== Passage to read ==
What you're seeing is perfectly normal behavior for what your son has experienced. My oldest daughter was 2 when she was placed with us and I was "mommy" #4 in a 4 month period. There were several things I did even at that age to help with transitions. I started out with going back to the gym and leaving her in day care next door for increasing periods of time. I always left her with "Mommy is right next door and this is when I will be back." Then it's important that you're not late and when I picked her up I made a point of saying "See Mommy's back. This Mommy will always come back." After the first few times, we made a little game of "What do you know about this Mommy?" "Mommy always comes back".

For longer periods, I would do a simple "calendar". For day care, it was a list of the days activities and we'd look at which activity was the last before I picked her up. On rare occasions, I needed to be gone for the weekend. I did a simple table on Word with a column for each day listing her usual activities and inserted when Mommy leaves and when Mommy comes back. It sat at her place at the dining table and she crossed off each activity during her meals.

== Assigned task 1 ==
Duplicate the passage on transitions from "For longer periods, I" up to and including "during her meals.".
== Assigned task 2 ==
List each quoted sentence in the passage on transitions that was said at drop-off, at pick-up, or during the game.
Answer using only the passage on transitions.

Referring-expression pointing data:
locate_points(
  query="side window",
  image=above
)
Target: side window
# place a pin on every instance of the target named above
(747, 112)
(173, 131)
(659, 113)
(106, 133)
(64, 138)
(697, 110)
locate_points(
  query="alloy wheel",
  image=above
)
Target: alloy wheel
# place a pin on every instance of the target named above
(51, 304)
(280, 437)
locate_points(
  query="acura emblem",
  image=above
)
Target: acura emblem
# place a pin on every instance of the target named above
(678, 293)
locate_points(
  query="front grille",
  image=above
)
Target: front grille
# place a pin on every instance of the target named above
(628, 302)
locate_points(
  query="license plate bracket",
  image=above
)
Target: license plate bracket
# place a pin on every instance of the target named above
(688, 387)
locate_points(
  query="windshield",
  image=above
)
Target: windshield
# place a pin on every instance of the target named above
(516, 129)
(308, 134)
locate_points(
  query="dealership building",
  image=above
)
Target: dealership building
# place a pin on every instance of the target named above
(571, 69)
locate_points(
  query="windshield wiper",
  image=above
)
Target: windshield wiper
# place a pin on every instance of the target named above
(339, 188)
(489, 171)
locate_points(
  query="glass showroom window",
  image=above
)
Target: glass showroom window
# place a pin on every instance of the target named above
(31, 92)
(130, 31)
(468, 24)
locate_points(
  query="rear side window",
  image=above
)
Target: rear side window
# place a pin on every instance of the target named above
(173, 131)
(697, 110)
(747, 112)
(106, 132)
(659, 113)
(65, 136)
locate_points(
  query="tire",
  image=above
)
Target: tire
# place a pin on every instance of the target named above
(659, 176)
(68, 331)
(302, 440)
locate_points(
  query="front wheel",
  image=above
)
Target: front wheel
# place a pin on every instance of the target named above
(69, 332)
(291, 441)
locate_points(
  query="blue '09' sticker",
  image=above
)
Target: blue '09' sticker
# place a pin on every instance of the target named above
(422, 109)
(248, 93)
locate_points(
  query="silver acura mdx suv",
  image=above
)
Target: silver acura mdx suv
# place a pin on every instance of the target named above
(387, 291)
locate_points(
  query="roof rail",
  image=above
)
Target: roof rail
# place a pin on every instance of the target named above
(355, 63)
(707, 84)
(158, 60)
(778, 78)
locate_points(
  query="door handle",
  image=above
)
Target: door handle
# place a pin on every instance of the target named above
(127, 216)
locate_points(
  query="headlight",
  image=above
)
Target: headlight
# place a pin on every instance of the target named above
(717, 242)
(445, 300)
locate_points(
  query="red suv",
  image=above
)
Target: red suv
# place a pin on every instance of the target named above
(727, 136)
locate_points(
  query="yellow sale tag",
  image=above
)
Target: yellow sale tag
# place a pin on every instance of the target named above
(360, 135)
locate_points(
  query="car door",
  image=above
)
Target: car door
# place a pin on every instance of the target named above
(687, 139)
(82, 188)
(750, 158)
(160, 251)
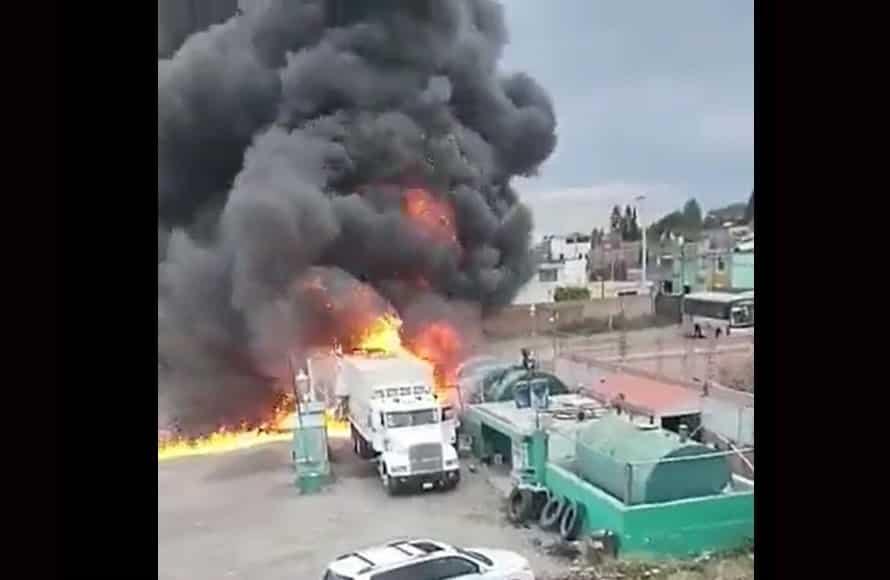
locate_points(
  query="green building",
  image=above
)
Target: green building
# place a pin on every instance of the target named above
(660, 493)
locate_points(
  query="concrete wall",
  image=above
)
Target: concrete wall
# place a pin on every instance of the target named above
(516, 320)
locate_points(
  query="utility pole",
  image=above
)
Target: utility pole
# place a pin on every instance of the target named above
(642, 225)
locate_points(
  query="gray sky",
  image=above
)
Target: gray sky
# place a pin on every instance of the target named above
(651, 96)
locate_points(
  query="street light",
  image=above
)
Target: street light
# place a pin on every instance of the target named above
(638, 199)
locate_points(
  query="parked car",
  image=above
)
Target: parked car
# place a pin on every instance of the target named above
(424, 559)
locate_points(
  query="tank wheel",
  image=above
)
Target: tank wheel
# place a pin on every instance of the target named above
(572, 517)
(521, 505)
(551, 512)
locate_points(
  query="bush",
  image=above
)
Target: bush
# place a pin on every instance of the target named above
(567, 293)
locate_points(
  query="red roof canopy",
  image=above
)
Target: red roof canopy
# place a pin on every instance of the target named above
(646, 395)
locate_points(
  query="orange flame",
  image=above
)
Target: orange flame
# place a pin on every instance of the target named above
(437, 344)
(279, 428)
(432, 216)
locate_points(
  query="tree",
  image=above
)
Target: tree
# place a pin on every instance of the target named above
(692, 219)
(749, 209)
(615, 221)
(627, 224)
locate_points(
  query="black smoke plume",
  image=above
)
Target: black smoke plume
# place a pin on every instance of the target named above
(288, 137)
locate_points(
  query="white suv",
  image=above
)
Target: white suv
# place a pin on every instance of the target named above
(428, 560)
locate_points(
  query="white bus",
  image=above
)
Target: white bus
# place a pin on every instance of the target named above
(718, 314)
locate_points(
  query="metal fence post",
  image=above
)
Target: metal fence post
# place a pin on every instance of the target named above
(628, 483)
(741, 418)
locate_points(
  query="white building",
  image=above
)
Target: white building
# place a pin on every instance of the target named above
(571, 247)
(550, 276)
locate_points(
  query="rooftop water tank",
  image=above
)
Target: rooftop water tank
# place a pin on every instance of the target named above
(607, 445)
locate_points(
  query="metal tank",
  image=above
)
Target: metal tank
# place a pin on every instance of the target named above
(604, 449)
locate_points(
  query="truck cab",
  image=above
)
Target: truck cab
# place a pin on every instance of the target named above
(414, 444)
(395, 417)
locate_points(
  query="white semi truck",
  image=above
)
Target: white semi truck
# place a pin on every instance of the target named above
(395, 417)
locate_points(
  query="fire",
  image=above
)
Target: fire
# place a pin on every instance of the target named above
(384, 334)
(438, 344)
(432, 216)
(279, 428)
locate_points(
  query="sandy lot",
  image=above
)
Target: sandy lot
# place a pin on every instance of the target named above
(239, 516)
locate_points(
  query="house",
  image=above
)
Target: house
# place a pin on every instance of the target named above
(550, 276)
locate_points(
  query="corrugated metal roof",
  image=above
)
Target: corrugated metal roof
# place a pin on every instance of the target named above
(647, 395)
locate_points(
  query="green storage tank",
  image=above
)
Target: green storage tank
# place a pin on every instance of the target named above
(604, 449)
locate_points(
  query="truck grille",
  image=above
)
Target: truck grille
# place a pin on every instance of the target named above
(425, 457)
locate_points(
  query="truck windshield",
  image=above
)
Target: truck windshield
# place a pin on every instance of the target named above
(411, 418)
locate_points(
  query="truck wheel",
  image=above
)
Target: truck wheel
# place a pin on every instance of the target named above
(391, 485)
(572, 517)
(521, 505)
(552, 511)
(538, 503)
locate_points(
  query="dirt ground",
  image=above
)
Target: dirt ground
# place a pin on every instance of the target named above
(239, 516)
(733, 567)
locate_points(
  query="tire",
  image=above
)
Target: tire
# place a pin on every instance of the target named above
(521, 505)
(538, 503)
(570, 523)
(551, 513)
(391, 485)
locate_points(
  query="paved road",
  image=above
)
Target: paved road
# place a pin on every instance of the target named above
(238, 516)
(669, 341)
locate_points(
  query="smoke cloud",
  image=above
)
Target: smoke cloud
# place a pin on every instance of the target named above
(302, 148)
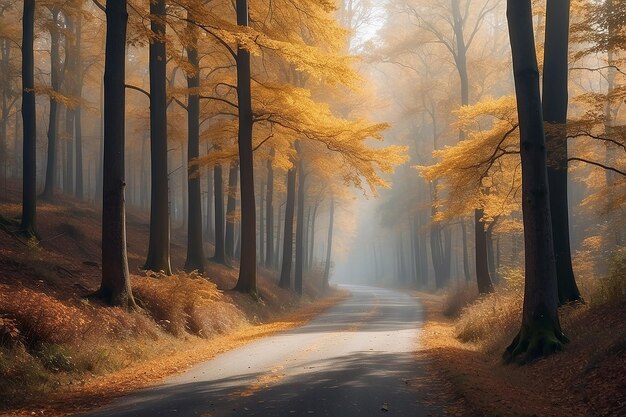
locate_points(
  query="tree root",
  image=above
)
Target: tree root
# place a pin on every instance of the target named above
(540, 339)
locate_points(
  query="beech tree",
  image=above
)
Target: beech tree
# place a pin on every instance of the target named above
(158, 258)
(115, 285)
(29, 123)
(540, 333)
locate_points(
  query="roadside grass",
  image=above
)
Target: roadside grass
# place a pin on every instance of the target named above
(61, 352)
(587, 378)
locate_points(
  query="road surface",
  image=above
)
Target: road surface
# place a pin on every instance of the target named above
(356, 359)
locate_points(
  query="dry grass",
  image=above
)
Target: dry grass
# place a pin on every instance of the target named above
(57, 347)
(588, 378)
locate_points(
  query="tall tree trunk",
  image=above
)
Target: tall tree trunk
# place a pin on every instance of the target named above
(269, 213)
(68, 180)
(305, 239)
(329, 242)
(195, 251)
(100, 168)
(28, 225)
(285, 273)
(482, 268)
(466, 268)
(555, 98)
(485, 285)
(247, 270)
(210, 218)
(78, 114)
(220, 218)
(279, 233)
(158, 258)
(261, 238)
(540, 332)
(231, 207)
(312, 238)
(300, 225)
(55, 79)
(115, 285)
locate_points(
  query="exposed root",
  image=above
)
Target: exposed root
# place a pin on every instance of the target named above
(535, 341)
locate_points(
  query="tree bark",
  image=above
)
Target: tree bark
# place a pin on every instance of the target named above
(231, 206)
(300, 225)
(78, 114)
(540, 333)
(195, 251)
(115, 285)
(329, 242)
(269, 213)
(210, 195)
(220, 219)
(28, 224)
(483, 278)
(158, 258)
(55, 79)
(312, 238)
(285, 273)
(555, 98)
(247, 269)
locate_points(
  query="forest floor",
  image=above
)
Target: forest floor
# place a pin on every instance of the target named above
(61, 354)
(587, 379)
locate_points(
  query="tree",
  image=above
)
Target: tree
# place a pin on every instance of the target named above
(195, 251)
(300, 224)
(329, 242)
(269, 212)
(247, 266)
(159, 245)
(28, 225)
(55, 81)
(285, 272)
(220, 245)
(555, 100)
(540, 333)
(115, 285)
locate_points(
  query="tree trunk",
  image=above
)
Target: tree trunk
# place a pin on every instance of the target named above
(483, 278)
(220, 219)
(29, 124)
(555, 98)
(329, 243)
(231, 206)
(300, 225)
(466, 268)
(195, 251)
(540, 332)
(247, 269)
(269, 213)
(285, 273)
(78, 114)
(100, 168)
(158, 258)
(115, 285)
(210, 218)
(261, 223)
(312, 239)
(55, 79)
(68, 179)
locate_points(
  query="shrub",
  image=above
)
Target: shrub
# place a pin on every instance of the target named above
(457, 298)
(493, 318)
(173, 301)
(612, 288)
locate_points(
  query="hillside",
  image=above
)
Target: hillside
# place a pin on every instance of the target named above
(55, 341)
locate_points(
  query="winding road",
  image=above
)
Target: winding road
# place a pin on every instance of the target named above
(356, 359)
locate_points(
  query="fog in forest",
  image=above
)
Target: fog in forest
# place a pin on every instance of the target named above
(180, 177)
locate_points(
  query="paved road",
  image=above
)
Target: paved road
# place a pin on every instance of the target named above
(356, 359)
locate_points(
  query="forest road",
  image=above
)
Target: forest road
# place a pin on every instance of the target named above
(356, 359)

== Response area 1 ==
For longer periods, I would do a simple "calendar". For day care, it was a list of the days activities and we'd look at which activity was the last before I picked her up. On rare occasions, I needed to be gone for the weekend. I did a simple table on Word with a column for each day listing her usual activities and inserted when Mommy leaves and when Mommy comes back. It sat at her place at the dining table and she crossed off each activity during her meals.

== Response area 2 ==
- "Mommy is right next door and this is when I will be back."
- "See Mommy's back."
- "This Mommy will always come back."
- "What do you know about this Mommy?"
- "Mommy always comes back"